▶ WRITTEN EXERCISE: Set out as a numbered list the lines of the rows, beginning with the line that contains "Pick out the hillside" and continuing through the line that contains "pixel 213 214", with both of those lines included and any blank lines omitted.

▶ STORED RECORDS:

· · · · ·

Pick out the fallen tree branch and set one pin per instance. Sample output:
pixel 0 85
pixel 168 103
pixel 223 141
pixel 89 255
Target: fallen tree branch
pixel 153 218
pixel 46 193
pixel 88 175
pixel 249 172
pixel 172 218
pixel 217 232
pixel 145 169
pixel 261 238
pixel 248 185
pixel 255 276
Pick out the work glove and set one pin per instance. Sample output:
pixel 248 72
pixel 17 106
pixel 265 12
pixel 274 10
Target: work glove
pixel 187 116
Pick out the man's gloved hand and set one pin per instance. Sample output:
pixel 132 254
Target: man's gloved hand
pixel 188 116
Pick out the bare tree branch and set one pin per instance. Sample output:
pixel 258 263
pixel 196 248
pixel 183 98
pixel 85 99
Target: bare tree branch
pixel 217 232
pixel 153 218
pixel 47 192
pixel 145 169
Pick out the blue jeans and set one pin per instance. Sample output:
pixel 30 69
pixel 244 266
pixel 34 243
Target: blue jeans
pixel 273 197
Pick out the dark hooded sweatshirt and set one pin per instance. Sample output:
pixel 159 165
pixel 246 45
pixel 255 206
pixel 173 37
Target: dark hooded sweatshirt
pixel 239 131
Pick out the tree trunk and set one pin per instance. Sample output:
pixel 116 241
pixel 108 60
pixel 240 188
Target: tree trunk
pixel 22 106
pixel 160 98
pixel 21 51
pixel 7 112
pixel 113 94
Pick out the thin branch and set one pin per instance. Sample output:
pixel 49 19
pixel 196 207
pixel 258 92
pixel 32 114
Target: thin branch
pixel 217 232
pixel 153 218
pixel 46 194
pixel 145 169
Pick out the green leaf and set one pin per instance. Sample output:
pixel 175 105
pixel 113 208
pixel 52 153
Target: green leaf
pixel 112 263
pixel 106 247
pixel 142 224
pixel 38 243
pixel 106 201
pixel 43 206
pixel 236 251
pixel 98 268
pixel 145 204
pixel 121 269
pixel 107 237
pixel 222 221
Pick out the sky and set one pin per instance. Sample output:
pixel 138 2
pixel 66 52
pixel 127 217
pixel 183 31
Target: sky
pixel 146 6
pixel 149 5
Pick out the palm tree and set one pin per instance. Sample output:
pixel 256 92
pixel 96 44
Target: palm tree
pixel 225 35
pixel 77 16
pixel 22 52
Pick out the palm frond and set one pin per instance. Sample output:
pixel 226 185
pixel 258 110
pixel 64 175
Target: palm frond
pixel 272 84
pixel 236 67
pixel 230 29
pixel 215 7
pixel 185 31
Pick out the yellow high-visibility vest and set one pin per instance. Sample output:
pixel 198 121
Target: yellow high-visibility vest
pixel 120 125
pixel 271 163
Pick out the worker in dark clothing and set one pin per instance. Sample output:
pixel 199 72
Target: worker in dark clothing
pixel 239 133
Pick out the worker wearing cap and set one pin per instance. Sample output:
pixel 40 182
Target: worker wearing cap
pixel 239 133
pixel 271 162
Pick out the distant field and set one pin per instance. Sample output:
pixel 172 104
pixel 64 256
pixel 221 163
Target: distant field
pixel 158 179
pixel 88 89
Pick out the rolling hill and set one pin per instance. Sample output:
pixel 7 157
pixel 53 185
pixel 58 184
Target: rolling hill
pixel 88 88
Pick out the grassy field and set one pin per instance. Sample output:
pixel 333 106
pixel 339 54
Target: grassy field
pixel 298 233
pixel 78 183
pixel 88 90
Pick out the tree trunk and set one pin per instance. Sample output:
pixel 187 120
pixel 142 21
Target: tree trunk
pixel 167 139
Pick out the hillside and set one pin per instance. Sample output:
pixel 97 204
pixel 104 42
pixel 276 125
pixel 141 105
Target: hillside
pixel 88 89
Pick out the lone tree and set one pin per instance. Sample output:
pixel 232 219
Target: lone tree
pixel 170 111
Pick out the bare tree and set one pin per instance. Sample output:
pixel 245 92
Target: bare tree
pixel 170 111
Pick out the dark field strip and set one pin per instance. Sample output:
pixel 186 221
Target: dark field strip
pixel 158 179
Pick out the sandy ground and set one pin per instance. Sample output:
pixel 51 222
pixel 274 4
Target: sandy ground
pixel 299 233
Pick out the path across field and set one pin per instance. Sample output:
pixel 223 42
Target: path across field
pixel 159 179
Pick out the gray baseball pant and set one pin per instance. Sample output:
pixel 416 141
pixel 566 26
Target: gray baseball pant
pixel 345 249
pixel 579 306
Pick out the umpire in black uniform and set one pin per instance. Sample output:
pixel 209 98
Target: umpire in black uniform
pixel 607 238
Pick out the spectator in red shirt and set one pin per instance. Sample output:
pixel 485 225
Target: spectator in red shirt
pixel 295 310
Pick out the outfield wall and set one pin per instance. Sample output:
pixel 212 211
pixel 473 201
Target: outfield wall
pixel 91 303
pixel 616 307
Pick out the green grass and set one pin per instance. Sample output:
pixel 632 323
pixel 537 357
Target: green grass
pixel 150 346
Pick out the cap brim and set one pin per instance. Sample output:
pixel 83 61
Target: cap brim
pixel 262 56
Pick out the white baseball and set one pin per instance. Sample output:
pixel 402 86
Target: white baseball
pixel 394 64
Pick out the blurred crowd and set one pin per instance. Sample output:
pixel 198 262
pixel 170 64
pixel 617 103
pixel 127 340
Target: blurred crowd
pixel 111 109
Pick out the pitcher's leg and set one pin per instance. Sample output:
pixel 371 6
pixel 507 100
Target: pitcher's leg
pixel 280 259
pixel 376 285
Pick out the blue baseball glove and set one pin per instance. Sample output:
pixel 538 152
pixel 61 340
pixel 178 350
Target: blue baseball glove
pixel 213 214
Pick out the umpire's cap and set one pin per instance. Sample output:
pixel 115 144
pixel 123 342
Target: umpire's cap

· · · · ·

▶ WRITTEN RESPONSE:
1. Pick out the hillside and set one pin per instance. Sample output:
2. pixel 97 204
3. pixel 104 42
4. pixel 276 125
5. pixel 141 105
6. Target: hillside
7. pixel 88 89
8. Pick out the lone tree and set one pin per instance. Sample output:
9. pixel 232 219
10. Target: lone tree
11. pixel 170 111
12. Pick out the bare tree and set one pin per instance. Sample output:
13. pixel 245 92
14. Target: bare tree
15. pixel 170 111
16. Pick out the dark field strip and set one pin per instance. Sample output:
17. pixel 186 221
18. Target: dark field strip
19. pixel 158 179
20. Pick out the sandy ground and set one pin per instance. Sample output:
21. pixel 51 222
22. pixel 274 4
23. Target: sandy ground
24. pixel 299 233
25. Pick out the path across field and set one pin per instance. Sample output:
26. pixel 223 42
27. Target: path across field
28. pixel 159 179
29. Pick out the gray baseball pant and set one pin per instance. Sample output:
30. pixel 416 141
31. pixel 566 26
32. Target: gray baseball pant
33. pixel 345 249
34. pixel 579 306
35. Pick out the umpire in black uniform and set one pin per instance. Sample output:
36. pixel 209 98
37. Target: umpire in black uniform
38. pixel 607 238
39. Pick out the spectator in red shirt and set one pin per instance. Sample output:
40. pixel 485 225
41. Target: spectator in red shirt
42. pixel 295 310
43. Pick out the outfield wall and set one pin per instance. Sample output:
44. pixel 212 211
45. pixel 473 201
46. Target: outfield wall
47. pixel 91 303
48. pixel 616 307
49. Pick out the green grass and set one pin per instance. Sample output:
50. pixel 632 323
51. pixel 537 357
52. Target: green grass
53. pixel 150 346
54. Pick out the cap brim and set one pin per instance. Sample output:
55. pixel 83 61
56. Target: cap brim
57. pixel 262 56
58. Pick out the white baseball and set one pin per instance. Sample output:
59. pixel 402 86
60. Target: white baseball
61. pixel 394 64
62. Pick out the blurred crowd and set one pin per instance. Sample output:
63. pixel 198 262
64. pixel 170 64
65. pixel 617 103
66. pixel 127 340
67. Target: blurred crowd
68. pixel 111 109
69. Pick out the pitcher's leg and set one pin per instance. Sample output:
70. pixel 371 6
71. pixel 507 100
72. Target: pitcher's leg
73. pixel 280 259
74. pixel 376 285
75. Pick out the blue baseball glove and set one pin per instance. Sample output:
76. pixel 538 152
77. pixel 61 340
78. pixel 178 350
79. Target: blue baseball glove
80. pixel 213 214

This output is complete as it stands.